EXERCISE AIM:
Find every line in the records below that contains the word "rocky", and copy each of those lines.

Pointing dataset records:
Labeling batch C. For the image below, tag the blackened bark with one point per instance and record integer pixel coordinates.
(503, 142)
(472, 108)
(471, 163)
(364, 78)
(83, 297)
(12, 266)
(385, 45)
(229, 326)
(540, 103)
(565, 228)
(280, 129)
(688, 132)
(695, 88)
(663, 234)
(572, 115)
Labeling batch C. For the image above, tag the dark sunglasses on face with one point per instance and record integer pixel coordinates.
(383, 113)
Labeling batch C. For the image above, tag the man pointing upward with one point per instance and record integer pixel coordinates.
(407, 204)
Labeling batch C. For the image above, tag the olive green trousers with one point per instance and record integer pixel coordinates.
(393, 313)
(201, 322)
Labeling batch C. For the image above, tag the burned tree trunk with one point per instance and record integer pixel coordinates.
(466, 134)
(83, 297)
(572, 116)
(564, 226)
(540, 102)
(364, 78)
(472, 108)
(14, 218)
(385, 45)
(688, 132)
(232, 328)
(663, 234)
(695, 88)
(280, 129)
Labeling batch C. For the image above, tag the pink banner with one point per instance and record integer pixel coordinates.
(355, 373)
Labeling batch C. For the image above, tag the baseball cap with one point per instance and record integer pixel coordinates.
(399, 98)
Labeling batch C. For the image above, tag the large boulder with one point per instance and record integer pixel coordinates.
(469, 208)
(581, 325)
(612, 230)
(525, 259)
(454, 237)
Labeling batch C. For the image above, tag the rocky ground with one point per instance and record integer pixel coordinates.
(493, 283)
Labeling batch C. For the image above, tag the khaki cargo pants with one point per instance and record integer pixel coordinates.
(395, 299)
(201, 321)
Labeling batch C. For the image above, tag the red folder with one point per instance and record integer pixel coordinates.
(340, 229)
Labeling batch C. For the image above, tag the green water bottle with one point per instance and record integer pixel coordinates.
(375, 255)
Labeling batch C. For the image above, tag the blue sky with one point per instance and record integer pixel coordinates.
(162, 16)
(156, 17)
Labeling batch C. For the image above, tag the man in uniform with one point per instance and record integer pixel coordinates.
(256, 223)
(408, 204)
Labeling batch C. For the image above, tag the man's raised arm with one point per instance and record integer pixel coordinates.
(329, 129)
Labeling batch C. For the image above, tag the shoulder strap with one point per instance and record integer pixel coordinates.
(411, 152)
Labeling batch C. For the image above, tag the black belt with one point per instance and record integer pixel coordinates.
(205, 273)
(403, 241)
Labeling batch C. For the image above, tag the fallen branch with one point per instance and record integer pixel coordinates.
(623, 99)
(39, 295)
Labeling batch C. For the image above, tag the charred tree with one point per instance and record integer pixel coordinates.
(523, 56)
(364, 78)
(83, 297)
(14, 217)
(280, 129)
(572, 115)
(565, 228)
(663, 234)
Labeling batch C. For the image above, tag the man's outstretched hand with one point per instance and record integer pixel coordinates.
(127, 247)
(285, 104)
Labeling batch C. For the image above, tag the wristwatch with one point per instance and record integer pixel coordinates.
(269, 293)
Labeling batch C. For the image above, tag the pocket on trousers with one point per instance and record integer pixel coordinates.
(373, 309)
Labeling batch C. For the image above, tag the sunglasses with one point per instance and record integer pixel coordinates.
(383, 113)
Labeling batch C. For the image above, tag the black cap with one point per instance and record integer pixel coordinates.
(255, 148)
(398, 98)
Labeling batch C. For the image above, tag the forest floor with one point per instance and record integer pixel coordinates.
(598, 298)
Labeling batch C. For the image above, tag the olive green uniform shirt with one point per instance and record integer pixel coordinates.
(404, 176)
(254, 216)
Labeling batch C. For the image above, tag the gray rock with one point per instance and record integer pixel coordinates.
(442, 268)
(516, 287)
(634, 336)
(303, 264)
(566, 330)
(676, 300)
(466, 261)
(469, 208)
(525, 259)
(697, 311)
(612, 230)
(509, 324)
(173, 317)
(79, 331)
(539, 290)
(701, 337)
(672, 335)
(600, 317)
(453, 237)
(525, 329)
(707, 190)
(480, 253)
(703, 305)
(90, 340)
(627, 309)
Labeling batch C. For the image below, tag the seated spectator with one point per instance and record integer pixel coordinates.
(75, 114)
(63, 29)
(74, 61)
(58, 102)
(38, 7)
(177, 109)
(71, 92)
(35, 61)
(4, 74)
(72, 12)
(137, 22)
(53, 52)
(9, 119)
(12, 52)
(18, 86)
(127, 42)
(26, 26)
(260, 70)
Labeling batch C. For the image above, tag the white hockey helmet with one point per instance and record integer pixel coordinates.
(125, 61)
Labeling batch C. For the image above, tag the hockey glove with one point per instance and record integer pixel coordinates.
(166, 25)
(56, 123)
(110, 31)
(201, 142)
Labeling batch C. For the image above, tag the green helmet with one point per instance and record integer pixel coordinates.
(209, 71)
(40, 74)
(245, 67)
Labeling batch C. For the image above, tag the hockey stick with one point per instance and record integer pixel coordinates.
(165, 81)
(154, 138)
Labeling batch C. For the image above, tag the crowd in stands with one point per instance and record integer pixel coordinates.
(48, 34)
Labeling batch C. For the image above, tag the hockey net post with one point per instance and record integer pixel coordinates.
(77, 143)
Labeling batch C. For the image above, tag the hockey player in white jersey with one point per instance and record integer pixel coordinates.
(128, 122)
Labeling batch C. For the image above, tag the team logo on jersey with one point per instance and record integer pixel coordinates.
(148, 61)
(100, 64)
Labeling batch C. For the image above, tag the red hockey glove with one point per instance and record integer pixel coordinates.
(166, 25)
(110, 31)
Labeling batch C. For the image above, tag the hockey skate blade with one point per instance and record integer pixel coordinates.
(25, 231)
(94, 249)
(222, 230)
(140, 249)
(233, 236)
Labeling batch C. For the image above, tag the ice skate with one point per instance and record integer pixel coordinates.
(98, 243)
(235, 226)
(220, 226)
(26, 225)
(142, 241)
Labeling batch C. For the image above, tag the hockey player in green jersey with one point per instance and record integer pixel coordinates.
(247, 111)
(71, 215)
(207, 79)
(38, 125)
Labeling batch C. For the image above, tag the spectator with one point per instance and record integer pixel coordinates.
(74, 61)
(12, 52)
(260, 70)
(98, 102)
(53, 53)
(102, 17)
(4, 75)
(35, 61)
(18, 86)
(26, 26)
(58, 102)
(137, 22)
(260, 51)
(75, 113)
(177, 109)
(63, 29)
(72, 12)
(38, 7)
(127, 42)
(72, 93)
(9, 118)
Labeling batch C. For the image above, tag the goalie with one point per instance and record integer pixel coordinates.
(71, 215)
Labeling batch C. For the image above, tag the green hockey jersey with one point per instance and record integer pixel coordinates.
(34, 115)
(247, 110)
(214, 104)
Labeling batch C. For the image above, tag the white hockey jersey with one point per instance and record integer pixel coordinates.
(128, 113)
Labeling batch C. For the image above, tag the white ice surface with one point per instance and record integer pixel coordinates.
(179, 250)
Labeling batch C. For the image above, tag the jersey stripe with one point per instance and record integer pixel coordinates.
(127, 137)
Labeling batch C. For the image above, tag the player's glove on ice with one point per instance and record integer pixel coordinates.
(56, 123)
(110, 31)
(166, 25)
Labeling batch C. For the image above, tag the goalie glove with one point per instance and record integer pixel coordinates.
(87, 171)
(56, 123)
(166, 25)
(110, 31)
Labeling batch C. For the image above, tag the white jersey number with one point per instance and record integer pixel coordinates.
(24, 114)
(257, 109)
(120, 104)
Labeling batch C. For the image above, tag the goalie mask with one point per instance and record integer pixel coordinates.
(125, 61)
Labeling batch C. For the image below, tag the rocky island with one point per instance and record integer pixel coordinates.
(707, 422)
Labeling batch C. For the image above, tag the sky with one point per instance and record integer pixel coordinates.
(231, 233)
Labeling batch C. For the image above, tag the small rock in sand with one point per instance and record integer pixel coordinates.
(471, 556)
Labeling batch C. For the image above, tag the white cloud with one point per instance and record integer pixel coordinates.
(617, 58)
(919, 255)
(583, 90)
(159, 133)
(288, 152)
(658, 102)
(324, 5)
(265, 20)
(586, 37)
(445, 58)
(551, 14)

* * *

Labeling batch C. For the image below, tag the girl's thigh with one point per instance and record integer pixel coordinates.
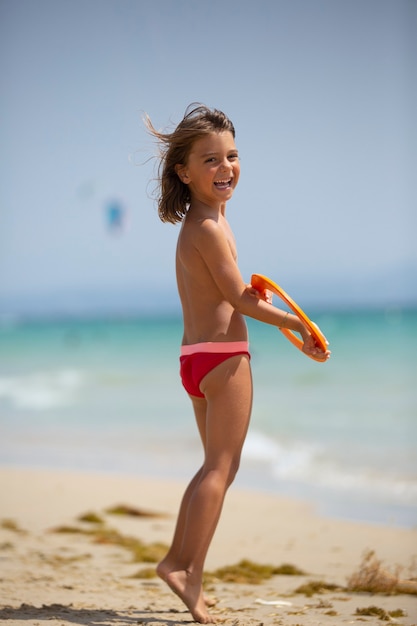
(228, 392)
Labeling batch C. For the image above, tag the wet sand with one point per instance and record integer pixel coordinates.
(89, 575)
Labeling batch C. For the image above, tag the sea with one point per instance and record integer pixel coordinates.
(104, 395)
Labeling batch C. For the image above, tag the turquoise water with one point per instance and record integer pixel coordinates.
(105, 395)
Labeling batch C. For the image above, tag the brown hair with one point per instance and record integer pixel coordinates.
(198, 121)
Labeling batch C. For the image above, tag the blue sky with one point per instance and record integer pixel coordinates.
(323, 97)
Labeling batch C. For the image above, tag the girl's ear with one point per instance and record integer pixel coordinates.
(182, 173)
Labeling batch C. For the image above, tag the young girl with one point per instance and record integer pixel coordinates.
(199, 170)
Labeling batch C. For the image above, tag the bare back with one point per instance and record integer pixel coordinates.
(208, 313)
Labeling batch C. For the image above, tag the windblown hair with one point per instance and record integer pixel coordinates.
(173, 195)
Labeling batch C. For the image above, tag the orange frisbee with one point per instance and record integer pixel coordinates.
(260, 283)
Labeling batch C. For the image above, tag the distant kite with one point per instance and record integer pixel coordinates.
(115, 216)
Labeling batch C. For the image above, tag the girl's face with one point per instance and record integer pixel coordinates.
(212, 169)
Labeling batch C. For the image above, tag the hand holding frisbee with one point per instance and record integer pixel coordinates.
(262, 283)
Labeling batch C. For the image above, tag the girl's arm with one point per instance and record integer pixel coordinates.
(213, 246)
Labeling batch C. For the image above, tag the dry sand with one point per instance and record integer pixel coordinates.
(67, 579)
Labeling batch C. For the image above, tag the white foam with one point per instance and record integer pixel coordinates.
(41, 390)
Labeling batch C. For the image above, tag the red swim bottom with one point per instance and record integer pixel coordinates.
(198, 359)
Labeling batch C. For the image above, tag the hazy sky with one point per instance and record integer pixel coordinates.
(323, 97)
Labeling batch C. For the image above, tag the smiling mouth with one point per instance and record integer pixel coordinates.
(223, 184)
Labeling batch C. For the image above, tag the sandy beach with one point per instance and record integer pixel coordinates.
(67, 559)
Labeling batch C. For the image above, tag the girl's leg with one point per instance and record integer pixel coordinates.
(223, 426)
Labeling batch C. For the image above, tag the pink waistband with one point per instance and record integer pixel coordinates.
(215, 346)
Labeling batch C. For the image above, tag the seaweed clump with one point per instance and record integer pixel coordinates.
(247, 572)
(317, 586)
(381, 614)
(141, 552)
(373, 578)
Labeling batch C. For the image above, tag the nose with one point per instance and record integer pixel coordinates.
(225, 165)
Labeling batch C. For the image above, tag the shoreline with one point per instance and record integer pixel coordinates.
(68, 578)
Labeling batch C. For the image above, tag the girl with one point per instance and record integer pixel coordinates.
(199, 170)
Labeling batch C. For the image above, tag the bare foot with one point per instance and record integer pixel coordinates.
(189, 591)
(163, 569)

RESULT:
Labeling batch C. For the image above, tag the rocky ground with one point per instance and record integer pixel coordinates.
Labeling batch C. For the image below, tag the rocky island with one point per instance and record integer pixel coordinates.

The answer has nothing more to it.